• Passage shown
You always have to look at your business as a business.

And all businesses need customers.

You can grow your customer base by word of mouth, advertising, and location.

However, for a business to grow by organically by word of mouth, you need to have something very spectacular to offer that will have your customers telling so many others, that new customers will beat a path to your door.

But if your business is also about repeat business, as opposed to one-off business, then your offer to those new customers has to be so compelling that people keep wanting to come back again and again and again.

In the early days of a business, you need to be offering something dramatically different to your competitors that helps create this endless procession of new customers.

Along with the word of mouth, which can be slow when the customer base is small, there also needs to be a significant injection of advertising and marketing to your proposed market base that screams:

“This business is different, and you need to come and see why!!”

If you have a long term commitment to the success of your business, then the investment of significant dollars in the initial marketing of your business will be returned in spades as your business grows and grows and grows.

However, if you treat your business as a hobby, or a part time venture, and you continually look for that Thursday night Powerball rescue to come along, or worse still, some unsuspecting wood duck for you to guiltlessly offload your millstone to, then your business will always flounder. 

And flounder.

Members of a golf club I know have been battling to sustain their club, which takes a certain amount of money each year just to remain operational.

What the club really needs is an injection of marketing funds, as well as some necessary minor cosmetic improvements around the clubhouse.

Everybody who comes to play at the club loves the course, it’s condition and it’s challenge.

But the lack of “interest” from the owner in building upon this is palpable.

• Data rows
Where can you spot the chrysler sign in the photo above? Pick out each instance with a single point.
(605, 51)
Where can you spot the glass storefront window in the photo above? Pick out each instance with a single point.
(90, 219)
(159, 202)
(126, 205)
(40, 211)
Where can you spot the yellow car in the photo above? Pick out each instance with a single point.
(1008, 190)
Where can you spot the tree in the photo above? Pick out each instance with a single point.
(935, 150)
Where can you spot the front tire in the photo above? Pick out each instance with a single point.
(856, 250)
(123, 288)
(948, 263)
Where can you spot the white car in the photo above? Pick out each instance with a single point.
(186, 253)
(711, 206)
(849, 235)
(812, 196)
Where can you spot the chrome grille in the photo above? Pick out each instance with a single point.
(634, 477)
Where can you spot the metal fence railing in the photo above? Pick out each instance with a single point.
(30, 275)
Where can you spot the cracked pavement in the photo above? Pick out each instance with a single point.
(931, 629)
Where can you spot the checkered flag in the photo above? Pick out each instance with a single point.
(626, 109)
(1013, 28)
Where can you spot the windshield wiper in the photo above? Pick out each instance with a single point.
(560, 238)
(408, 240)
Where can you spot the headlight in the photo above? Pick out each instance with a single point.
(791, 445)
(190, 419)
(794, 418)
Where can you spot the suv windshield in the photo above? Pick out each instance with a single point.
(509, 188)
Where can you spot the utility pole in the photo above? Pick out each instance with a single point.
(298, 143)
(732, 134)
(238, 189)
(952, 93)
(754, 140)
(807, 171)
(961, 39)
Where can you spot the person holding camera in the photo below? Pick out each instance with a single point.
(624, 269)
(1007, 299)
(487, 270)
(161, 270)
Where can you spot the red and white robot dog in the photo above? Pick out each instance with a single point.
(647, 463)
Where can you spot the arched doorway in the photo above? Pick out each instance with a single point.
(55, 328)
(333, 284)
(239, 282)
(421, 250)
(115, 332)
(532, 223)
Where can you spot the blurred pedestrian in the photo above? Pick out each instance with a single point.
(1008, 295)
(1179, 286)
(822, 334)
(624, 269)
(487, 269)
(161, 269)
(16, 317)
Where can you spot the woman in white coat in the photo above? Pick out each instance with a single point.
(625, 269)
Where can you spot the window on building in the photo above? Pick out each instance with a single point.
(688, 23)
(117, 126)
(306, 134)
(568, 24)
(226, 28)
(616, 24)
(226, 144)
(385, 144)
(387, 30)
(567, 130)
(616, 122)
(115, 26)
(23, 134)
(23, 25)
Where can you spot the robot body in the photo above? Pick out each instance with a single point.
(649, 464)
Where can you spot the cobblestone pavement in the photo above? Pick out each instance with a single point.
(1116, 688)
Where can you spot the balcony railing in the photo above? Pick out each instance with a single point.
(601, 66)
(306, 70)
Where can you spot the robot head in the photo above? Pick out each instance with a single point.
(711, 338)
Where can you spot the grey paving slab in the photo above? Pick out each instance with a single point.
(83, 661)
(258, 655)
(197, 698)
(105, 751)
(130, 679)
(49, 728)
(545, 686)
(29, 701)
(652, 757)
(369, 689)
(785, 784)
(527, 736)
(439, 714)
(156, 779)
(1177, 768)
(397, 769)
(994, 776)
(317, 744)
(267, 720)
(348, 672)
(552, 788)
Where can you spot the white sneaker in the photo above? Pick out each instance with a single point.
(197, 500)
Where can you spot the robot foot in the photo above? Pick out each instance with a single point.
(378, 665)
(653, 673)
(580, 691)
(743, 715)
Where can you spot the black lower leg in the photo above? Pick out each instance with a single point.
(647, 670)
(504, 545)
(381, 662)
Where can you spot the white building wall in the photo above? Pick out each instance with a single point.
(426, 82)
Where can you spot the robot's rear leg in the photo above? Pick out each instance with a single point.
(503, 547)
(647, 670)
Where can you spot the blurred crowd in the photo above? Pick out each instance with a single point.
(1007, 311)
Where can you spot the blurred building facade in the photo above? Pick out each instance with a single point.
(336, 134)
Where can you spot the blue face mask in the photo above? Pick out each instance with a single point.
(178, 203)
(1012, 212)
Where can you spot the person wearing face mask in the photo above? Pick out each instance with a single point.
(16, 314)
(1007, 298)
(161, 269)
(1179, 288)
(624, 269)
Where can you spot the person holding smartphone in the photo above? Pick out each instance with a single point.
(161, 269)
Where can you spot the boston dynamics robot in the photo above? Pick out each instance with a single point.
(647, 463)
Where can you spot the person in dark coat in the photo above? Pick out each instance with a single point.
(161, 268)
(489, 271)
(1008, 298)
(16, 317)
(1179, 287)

• Required task A
Answer these questions about the passage on growing a business:
(i) What three ways of growing a customer base does it name?
(ii) What does it say can be slow when the customer base is small?
(iii) Besides marketing funds, what does the golf club need?
• Required task B
Write the next part of the passage on growing a business, starting after its last sentence.

• Exercise response A
(i) Word of mouth, advertising, and location.
(ii) Word of mouth.
(iii) Some necessary minor cosmetic improvements around the clubhouse.

• Exercise response B
A recent letter from the owner to the Club President echoed this disinterest:

“Dear Mr Club President,

I am sorry I cannot be with you.

As of today, there has been no “rescue package” that substantially reduces my company’s losses on your golf club to an acceptable level, nor a deal to buy the lease of the golf course. 

The owners of the adjoining hotel have no interest in selling the hotel or the land on which the golf course sits.

I would like to thank all the members who have helped with the course and clubhouse in these difficult times.  I understand fully that uncertainty is not the best news but I did state earlier this year that it was my company’s intention to close the course if there was no acceptable “rescue package” and that is still the situation.

The course will remain open for all of the January whilst we have further discussions and ideas.

I trust you and your families have a very merry Christmas.

Best wishes,
Mr Owner.

 Merry Christmas indeed.

In 1997, when I was unable to sell my dental practice for $160K, I sold my house and invested the equity from that house back in to the dental practice, with advertising and infrastructure, and in 2007 I was able to sell that dental practice for cash and shares that ended up totalling over $4M.

Putting my heart, and my money, into that business raised the collections of that dental practice from $423K in 1995 to $2.4M in 2007 and then to $3.2M in 2011… [I worked on in that practice as an associate for seven years following the sale.]

Relying totally on organic growth with no marketing is not a good strategy.

The right injection of marketing is the petrol that adds flames to your business’s fire.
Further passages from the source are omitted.